YOUR INSTRUCTIONS =>
Look through the material below and return every line that contains "weed".

**********

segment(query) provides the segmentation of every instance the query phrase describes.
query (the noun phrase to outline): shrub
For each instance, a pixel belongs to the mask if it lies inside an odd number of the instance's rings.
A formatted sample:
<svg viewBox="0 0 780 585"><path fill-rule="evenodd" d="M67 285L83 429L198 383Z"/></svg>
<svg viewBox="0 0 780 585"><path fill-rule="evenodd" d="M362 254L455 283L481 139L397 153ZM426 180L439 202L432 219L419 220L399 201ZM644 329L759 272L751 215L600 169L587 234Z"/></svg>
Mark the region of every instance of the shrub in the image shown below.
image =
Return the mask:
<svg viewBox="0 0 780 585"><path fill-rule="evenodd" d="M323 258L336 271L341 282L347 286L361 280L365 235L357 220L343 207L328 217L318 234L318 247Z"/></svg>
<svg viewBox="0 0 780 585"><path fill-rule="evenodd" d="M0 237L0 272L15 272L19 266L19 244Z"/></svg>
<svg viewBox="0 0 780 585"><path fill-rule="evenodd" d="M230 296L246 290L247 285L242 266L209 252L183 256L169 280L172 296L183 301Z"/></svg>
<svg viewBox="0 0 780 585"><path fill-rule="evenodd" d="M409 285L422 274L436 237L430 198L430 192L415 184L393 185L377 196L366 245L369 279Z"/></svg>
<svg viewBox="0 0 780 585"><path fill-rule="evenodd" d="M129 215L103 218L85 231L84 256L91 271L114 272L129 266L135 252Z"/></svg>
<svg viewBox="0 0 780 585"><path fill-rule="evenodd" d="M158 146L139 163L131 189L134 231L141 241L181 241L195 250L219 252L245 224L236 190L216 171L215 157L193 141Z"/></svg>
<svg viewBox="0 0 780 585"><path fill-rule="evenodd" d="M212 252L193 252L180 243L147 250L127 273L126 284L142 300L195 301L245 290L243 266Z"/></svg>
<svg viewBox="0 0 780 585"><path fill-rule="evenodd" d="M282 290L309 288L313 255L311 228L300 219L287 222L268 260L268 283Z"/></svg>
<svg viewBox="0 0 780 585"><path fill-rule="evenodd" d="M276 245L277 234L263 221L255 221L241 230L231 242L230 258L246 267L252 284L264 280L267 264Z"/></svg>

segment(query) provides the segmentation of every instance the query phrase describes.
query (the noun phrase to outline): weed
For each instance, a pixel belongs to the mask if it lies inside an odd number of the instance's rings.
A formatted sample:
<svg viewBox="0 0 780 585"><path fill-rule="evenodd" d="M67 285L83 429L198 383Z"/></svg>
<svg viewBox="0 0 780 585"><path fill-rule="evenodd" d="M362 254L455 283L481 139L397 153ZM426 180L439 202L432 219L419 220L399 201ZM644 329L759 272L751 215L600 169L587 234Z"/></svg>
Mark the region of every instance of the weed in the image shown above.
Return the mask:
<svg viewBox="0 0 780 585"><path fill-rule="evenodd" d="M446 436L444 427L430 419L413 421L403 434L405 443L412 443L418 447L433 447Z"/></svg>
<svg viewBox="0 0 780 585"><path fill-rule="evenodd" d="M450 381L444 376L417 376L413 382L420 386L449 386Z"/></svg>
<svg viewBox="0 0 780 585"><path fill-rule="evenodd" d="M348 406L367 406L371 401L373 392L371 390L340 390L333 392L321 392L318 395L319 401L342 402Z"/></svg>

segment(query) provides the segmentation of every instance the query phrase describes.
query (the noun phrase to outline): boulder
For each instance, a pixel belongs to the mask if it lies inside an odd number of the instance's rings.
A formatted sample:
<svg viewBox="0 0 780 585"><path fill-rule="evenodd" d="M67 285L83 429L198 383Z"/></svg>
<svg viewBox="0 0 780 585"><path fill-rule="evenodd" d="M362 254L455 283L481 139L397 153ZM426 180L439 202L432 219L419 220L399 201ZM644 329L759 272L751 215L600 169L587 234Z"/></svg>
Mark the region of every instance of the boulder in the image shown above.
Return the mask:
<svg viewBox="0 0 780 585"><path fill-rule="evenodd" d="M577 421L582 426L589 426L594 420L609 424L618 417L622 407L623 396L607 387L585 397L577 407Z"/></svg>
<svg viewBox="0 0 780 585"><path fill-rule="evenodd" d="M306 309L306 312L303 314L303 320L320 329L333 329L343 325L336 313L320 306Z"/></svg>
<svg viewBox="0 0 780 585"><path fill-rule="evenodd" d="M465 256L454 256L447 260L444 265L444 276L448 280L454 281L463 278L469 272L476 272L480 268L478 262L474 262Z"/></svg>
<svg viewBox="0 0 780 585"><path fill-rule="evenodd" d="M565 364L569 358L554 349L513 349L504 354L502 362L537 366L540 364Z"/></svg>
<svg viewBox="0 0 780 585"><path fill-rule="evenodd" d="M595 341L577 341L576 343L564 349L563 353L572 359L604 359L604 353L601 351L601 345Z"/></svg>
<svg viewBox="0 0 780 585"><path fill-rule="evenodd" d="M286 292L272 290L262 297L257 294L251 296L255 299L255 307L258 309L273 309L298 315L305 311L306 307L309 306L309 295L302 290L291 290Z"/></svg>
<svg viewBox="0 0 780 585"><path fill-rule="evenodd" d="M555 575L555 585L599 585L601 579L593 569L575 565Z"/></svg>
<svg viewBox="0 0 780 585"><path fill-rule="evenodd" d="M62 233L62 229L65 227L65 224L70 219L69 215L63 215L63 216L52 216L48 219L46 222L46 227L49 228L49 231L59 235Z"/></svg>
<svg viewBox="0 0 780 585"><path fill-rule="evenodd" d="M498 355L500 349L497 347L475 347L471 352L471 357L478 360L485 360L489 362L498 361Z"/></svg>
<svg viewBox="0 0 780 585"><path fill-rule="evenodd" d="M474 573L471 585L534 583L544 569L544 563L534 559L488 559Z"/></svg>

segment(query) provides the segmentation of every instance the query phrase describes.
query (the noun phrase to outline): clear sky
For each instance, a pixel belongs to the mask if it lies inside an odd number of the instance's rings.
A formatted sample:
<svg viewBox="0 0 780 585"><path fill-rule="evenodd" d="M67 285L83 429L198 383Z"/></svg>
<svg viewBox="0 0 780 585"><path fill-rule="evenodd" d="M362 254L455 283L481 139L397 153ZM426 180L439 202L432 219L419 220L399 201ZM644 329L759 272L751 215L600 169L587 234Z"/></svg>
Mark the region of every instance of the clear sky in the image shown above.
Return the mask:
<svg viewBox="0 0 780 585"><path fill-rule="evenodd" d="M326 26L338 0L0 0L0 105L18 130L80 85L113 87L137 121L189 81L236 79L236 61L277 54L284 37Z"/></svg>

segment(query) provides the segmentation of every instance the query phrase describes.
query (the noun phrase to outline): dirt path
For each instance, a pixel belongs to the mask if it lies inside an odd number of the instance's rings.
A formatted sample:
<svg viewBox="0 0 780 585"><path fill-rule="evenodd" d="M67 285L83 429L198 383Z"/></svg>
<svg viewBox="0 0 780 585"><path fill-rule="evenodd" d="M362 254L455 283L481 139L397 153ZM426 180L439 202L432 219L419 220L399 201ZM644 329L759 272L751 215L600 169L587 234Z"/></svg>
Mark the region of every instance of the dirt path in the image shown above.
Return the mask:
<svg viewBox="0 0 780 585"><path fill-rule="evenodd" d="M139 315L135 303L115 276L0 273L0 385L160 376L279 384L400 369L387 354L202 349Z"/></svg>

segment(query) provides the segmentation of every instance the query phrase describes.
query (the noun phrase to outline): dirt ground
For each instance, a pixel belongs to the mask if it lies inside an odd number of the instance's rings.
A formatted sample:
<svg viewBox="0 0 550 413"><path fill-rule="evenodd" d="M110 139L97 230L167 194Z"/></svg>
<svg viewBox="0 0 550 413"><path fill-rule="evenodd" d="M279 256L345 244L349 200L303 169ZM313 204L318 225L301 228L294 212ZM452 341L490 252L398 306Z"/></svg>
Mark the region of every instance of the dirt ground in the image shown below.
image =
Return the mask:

**********

RESPONSE TO THIS EXERCISE =>
query (the noun phrase to outline): weed
Mark the region of every instance of the weed in the image shown above.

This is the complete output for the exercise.